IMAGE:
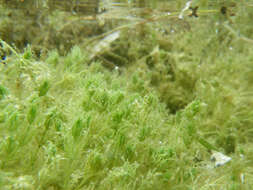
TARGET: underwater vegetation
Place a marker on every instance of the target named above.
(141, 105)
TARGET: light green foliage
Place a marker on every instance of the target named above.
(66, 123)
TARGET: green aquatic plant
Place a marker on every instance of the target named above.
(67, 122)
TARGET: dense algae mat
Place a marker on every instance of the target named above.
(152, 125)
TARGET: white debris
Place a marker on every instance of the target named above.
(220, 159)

= = =

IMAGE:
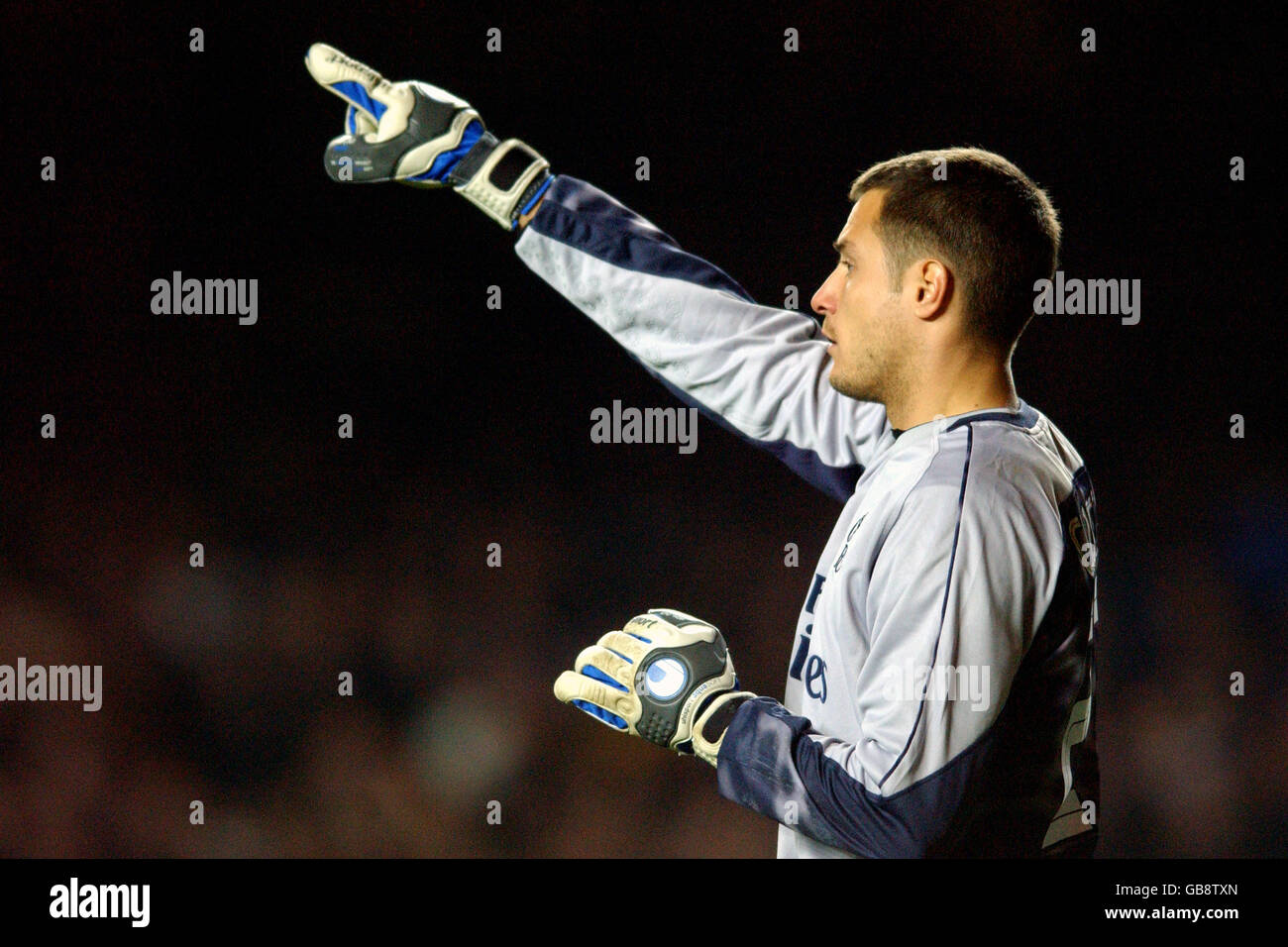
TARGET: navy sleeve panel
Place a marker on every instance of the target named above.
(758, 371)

= = =

▶ [EXERCISE REQUIREMENTS] From the items above, pull out each line that contains the word "green" and copy those lines in full.

▶ [FINISHED TASK]
TARGET: light green foliage
TARGET: green aquatic plant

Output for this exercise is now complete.